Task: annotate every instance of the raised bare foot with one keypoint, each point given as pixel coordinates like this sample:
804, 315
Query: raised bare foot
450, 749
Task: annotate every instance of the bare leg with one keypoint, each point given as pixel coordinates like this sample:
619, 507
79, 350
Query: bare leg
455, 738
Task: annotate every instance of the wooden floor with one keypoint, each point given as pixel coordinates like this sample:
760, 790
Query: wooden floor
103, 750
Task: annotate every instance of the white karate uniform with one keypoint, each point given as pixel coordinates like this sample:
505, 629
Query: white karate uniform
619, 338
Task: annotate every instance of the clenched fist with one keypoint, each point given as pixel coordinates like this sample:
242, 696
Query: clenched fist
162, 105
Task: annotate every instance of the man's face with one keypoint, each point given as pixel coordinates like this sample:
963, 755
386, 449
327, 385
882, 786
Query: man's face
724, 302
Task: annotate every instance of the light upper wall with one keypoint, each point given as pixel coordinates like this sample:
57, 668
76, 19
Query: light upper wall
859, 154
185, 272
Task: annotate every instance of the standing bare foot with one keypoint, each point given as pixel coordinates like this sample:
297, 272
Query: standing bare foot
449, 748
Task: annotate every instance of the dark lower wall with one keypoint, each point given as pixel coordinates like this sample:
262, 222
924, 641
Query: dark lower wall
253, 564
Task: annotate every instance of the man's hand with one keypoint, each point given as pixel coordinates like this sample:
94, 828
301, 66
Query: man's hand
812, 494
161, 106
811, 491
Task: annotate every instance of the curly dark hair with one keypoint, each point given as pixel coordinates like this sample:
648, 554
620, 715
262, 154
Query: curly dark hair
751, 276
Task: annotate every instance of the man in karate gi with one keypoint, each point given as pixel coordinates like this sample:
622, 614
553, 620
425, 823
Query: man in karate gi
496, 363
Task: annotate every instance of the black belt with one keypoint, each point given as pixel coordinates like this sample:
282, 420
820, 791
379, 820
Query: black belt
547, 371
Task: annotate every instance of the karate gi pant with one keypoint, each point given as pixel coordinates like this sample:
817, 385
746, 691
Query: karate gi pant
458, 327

= = = = = = =

# Work request
Every line of the data should be output exactly as it was given.

# Your response
Task: annotate every instance of the raised bare foot with one keypoint, each point given as pixel coordinates like this sample:
804, 315
Query: raised bare foot
450, 749
Task: annotate every instance of the bare leg with one keypoint, each point given as pixel coordinates like this sample:
619, 507
79, 350
Query: bare leg
455, 738
Task: annotate every instance of the wooden floor with one keypoint, each point given as pixel coordinates like this sample:
760, 790
Query: wooden floor
103, 750
Task: annotate every instance of the white karate uniform with one keypoint, each point given as pixel coordinates like this sample:
505, 629
Query: white karate uniform
619, 338
Task: annotate every instance of the clenched fist with one keypoint, each point given as pixel coordinates like this sample:
242, 696
Query: clenched fist
162, 105
Task: annotate every instance of the man's face with one keypoint, each point given as pixel coordinates like this sample:
963, 755
386, 449
327, 385
882, 786
Query: man's face
724, 302
Task: annotate every instance of the light upper wall with one keypoint, each point given as pixel coordinates like this sample:
57, 668
76, 19
Query: light upper wall
859, 154
185, 272
Task: annotate every instance of the standing bare foot with one keypoint, each point given as pixel coordinates like this sample:
297, 272
Query: standing bare foot
449, 748
Task: annotate every instance of the dark lower wall with one keypoint, each point given as pixel coordinates like this sample:
262, 222
924, 641
Query: dark lower wall
253, 564
Task: annotate every instance of the man's hand with one keypoint, each point given as pixel coordinates like this sample:
94, 828
301, 66
Query: man's hand
812, 494
161, 106
811, 491
Task: annotate every instance of the curly dark hair with one keypoint, each point given as pixel coordinates like this sample:
648, 554
620, 715
262, 154
Query: curly dark hair
751, 276
Task: annotate every instance of the man in karate gi with one keypoint, each point given as pixel coordinates like this sample:
622, 614
553, 620
425, 823
Query: man in karate gi
496, 363
Task: annotate every instance of the black belt with one keypoint, each point given as pixel coordinates like this sample:
282, 420
820, 791
379, 820
Query: black belt
547, 371
Task: annotate every instance of the karate gi pant with one keypoint, each point given as pixel coordinates like this sample:
817, 385
746, 691
Query: karate gi pant
458, 327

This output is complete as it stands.